Task prompt :: Please count the lines in the records below that contain the string "pair". Give only the number.

Supplied material ::
▽

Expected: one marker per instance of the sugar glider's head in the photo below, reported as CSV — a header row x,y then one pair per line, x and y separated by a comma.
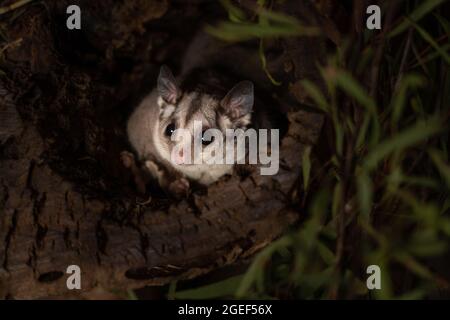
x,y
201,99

△
▽

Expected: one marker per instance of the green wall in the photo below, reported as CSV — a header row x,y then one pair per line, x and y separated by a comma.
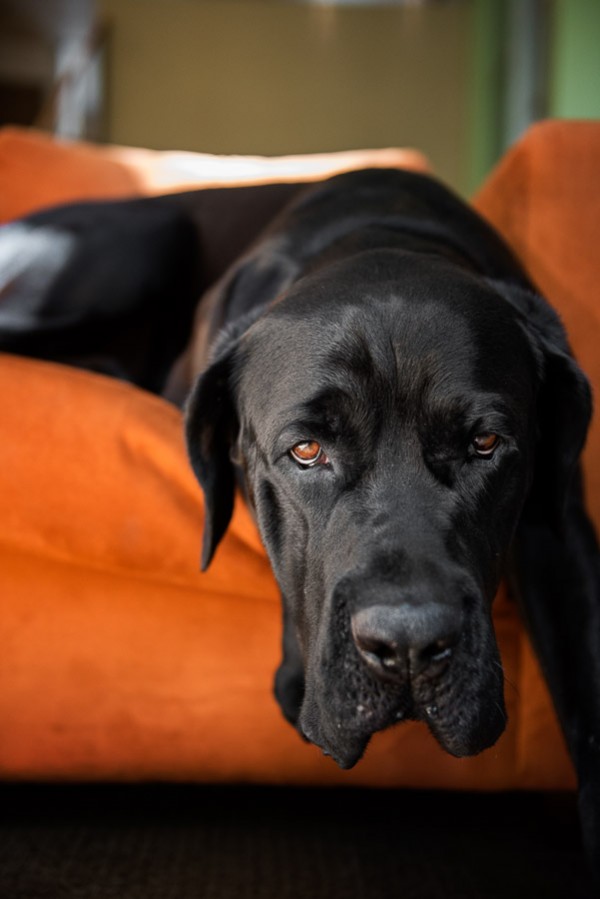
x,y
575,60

△

Answer :: 2